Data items
╔══

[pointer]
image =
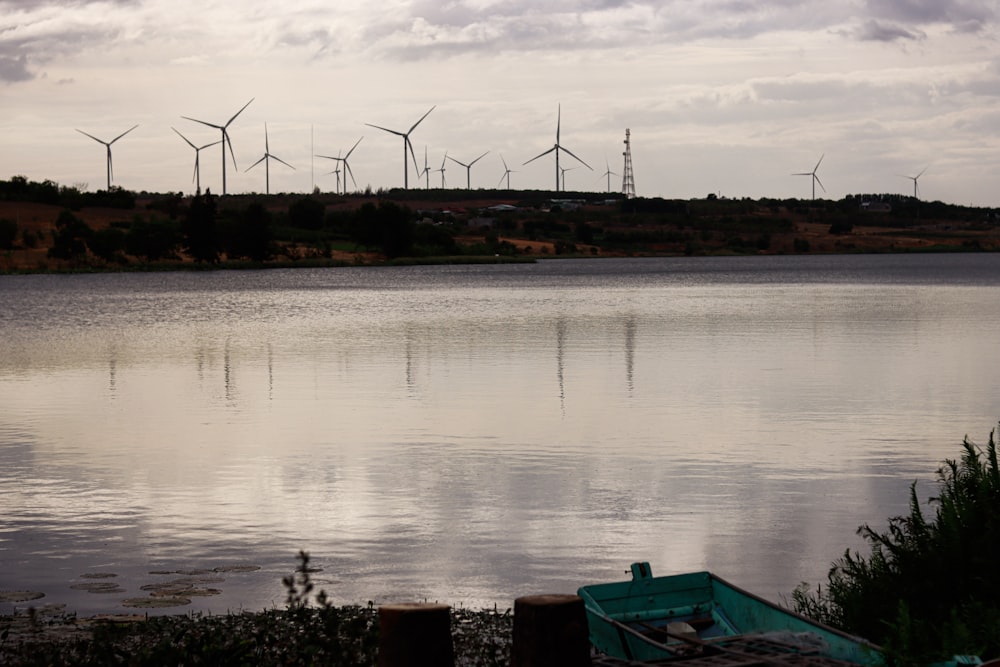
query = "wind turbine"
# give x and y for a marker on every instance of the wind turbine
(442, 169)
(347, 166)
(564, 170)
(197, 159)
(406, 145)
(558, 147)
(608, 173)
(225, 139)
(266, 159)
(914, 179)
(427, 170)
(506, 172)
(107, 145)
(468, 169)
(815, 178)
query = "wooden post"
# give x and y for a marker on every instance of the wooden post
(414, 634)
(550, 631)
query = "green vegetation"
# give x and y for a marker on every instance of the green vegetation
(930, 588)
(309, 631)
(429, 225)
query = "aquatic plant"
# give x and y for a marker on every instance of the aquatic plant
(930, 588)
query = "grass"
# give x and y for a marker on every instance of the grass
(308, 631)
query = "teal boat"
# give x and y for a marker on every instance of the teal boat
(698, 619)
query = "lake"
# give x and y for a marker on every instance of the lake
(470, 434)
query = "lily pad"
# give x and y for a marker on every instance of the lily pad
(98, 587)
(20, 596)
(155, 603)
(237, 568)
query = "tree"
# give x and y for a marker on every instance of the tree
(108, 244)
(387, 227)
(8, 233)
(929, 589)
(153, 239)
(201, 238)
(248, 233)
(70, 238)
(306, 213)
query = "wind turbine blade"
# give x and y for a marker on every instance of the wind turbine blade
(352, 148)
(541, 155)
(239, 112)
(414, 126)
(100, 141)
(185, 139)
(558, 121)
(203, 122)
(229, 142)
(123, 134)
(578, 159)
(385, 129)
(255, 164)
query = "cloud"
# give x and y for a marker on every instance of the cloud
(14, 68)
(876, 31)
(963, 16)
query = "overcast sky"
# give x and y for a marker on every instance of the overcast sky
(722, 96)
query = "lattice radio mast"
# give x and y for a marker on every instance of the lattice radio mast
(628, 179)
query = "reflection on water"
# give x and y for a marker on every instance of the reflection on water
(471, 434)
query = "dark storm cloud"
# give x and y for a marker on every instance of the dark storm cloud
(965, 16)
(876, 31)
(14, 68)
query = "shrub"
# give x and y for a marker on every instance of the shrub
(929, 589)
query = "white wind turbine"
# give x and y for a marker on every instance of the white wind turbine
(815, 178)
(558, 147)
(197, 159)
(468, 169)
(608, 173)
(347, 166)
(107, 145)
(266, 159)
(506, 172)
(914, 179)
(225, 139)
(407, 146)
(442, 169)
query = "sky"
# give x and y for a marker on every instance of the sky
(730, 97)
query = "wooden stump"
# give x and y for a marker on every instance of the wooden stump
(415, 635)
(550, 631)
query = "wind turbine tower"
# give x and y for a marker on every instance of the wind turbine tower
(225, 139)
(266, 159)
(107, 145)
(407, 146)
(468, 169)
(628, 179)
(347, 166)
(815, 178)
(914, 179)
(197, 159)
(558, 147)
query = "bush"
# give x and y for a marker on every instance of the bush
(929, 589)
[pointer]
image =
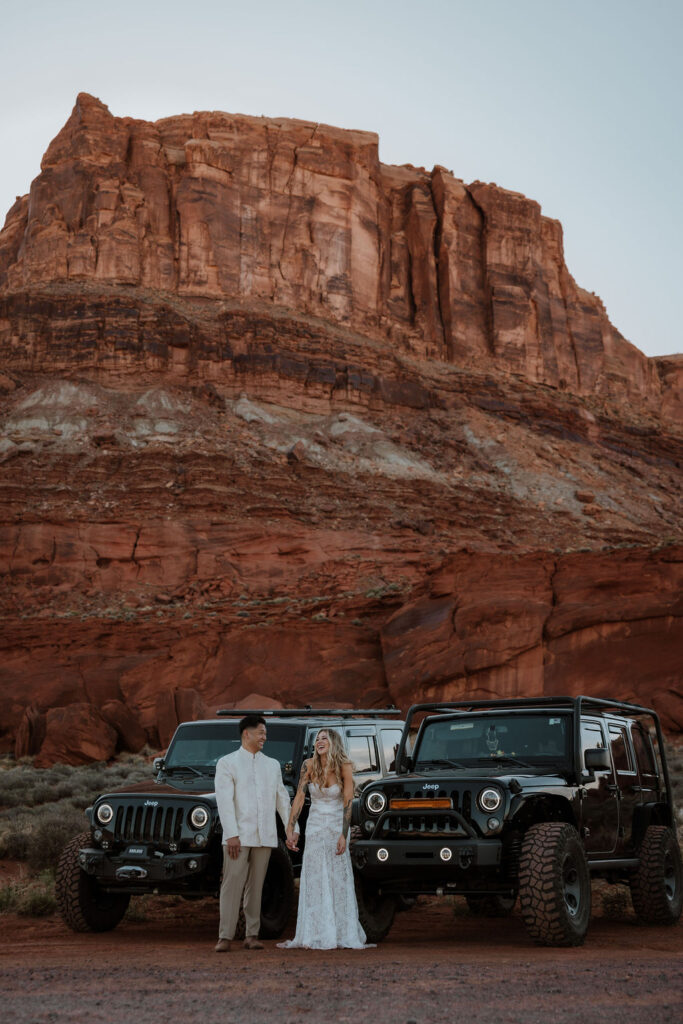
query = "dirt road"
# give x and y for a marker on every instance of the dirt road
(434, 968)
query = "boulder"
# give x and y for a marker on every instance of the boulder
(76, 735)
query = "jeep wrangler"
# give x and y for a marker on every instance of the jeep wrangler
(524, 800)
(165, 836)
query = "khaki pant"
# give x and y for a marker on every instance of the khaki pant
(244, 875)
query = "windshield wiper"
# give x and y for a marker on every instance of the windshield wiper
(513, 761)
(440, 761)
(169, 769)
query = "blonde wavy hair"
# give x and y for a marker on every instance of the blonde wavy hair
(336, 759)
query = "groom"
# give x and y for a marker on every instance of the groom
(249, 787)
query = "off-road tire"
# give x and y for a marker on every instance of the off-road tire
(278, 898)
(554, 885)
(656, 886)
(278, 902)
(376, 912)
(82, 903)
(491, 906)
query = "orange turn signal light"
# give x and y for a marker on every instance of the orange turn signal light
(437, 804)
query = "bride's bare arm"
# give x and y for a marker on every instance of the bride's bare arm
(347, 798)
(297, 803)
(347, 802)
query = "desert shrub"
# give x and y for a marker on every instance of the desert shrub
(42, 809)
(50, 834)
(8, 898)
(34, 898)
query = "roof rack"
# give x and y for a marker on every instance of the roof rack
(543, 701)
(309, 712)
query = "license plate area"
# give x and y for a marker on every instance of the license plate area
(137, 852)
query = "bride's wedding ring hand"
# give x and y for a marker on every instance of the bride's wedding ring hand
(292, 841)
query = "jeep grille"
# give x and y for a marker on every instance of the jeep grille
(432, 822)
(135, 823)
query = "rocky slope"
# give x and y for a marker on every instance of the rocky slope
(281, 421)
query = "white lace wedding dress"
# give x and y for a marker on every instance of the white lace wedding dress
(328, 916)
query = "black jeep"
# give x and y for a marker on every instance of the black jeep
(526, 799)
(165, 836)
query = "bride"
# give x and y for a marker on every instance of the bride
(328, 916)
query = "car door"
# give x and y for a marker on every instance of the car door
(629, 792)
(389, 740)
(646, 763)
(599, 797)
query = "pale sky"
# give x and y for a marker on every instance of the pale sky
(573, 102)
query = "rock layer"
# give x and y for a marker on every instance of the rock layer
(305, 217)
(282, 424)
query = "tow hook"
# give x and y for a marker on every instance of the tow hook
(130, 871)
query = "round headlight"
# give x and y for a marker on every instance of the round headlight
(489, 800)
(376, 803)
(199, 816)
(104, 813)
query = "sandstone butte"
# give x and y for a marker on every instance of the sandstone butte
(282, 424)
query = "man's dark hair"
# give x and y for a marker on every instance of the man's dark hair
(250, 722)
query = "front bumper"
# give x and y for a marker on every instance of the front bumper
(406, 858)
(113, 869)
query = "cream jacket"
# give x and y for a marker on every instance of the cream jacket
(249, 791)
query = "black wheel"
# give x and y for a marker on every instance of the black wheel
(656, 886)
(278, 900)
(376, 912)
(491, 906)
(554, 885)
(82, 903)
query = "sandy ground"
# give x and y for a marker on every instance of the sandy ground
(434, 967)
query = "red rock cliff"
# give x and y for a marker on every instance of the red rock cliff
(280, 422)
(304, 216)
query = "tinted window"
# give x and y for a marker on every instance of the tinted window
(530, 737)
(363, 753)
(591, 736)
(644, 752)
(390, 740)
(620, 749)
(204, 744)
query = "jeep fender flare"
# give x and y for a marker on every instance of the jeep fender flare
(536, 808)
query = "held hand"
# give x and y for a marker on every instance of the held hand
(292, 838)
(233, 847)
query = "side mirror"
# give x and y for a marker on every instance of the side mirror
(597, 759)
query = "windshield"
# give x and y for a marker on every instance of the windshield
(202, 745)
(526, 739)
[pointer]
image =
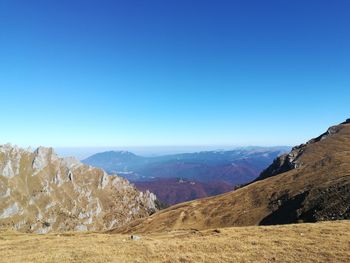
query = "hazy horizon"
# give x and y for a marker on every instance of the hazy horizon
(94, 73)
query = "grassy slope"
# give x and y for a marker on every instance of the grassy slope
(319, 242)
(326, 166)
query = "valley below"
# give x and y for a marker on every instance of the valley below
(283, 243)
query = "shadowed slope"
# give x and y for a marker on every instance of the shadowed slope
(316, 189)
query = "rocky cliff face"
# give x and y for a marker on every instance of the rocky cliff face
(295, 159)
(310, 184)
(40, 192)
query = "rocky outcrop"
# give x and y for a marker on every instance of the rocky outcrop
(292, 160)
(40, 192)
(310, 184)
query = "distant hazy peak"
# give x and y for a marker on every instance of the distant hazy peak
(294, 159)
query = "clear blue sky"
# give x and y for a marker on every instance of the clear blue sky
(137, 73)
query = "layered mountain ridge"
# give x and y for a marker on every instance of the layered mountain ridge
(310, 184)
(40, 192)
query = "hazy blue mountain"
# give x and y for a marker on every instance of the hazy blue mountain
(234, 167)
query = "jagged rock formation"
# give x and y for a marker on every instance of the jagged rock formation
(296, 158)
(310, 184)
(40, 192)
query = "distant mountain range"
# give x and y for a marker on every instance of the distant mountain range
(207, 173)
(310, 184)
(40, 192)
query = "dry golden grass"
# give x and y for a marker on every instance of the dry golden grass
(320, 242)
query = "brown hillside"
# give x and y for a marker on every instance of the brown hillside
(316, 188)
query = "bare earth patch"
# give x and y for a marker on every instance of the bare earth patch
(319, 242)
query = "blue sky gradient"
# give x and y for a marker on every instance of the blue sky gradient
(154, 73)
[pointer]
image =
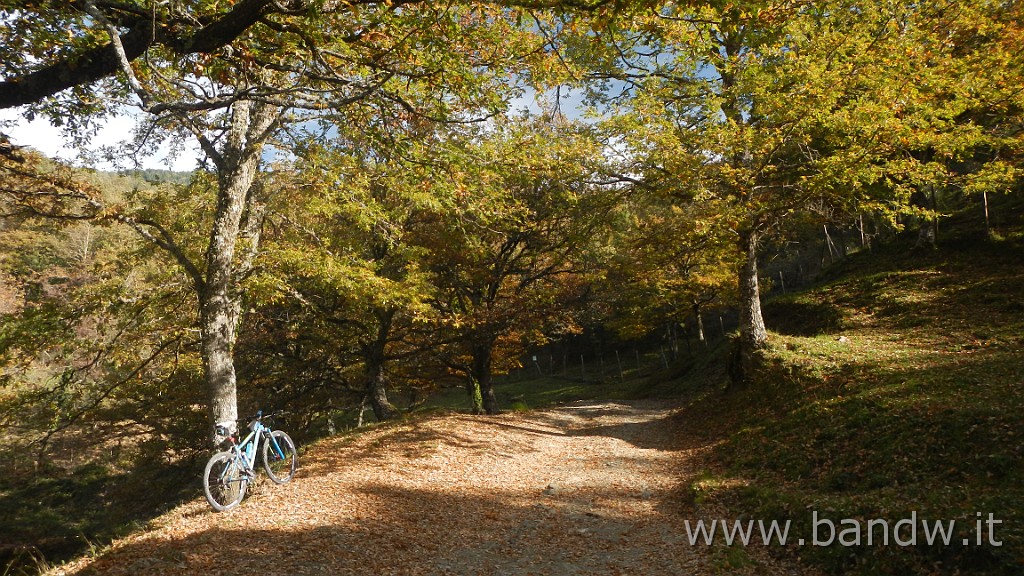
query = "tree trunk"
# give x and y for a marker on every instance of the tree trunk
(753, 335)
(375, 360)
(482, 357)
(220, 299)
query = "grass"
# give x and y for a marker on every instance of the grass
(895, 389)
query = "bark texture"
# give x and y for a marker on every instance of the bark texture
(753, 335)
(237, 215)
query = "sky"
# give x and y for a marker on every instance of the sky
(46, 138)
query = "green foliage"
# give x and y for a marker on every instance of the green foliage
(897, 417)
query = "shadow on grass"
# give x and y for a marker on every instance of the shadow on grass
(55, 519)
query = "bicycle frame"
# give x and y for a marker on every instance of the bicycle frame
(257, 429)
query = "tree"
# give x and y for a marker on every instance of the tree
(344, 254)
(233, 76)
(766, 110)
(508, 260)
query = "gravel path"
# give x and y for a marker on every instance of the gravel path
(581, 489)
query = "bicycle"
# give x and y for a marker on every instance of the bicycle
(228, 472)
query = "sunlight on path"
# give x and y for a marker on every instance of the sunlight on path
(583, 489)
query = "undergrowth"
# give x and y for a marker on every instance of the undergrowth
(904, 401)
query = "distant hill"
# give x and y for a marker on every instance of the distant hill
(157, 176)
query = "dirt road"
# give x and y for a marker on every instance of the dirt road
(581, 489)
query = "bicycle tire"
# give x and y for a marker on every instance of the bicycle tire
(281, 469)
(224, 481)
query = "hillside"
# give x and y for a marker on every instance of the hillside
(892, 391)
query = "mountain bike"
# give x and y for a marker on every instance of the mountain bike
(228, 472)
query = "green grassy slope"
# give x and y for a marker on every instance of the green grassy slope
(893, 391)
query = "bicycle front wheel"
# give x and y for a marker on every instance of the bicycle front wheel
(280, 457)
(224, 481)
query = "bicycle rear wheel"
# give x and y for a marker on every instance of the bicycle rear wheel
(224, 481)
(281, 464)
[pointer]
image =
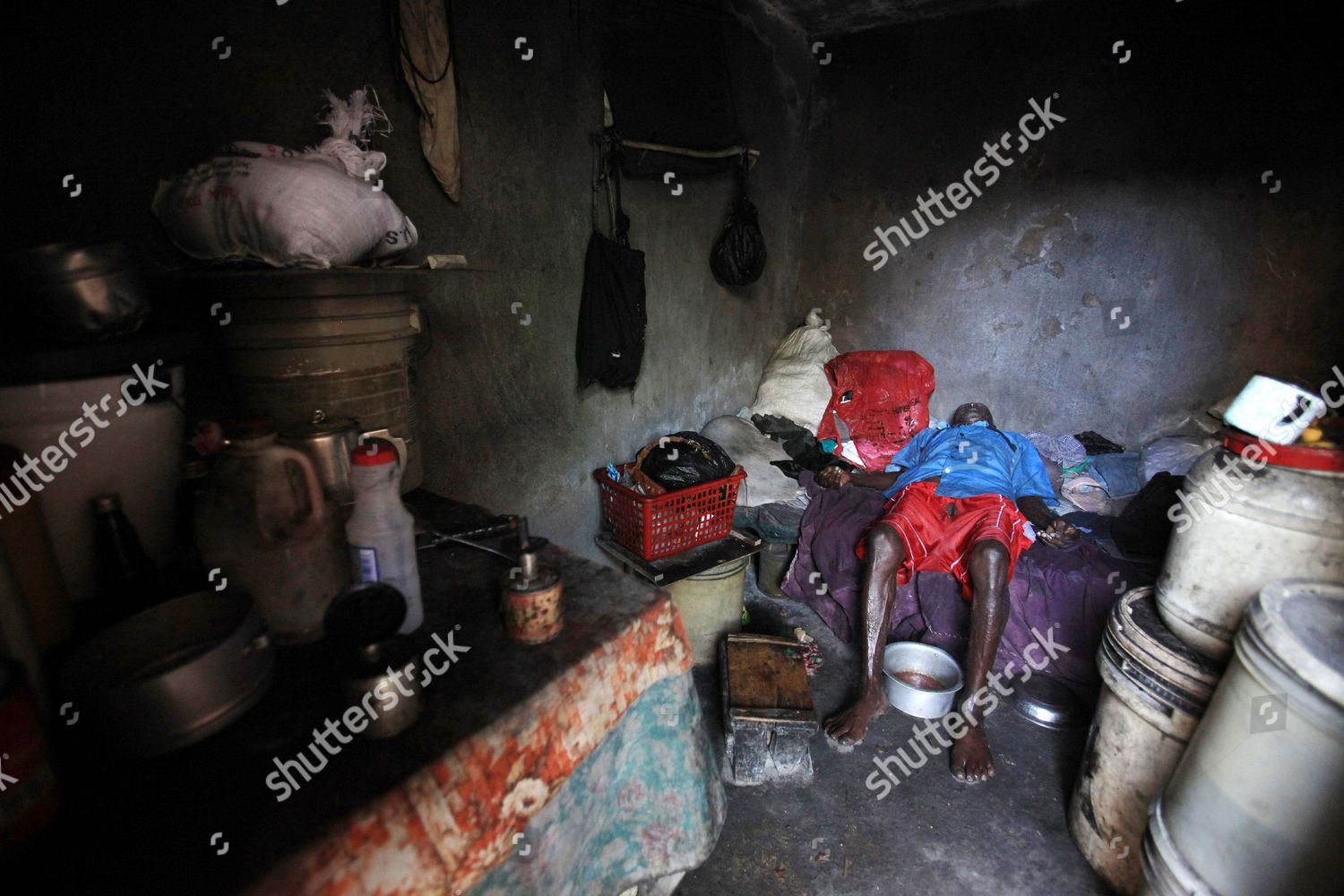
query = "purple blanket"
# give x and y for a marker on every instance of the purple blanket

╚══

- **Goal**:
Filter the rows above down to those containing the string "area", and copy each matching line.

- **Reply**:
query = "license plate area"
# give x and y for a marker on every instance of the license plate area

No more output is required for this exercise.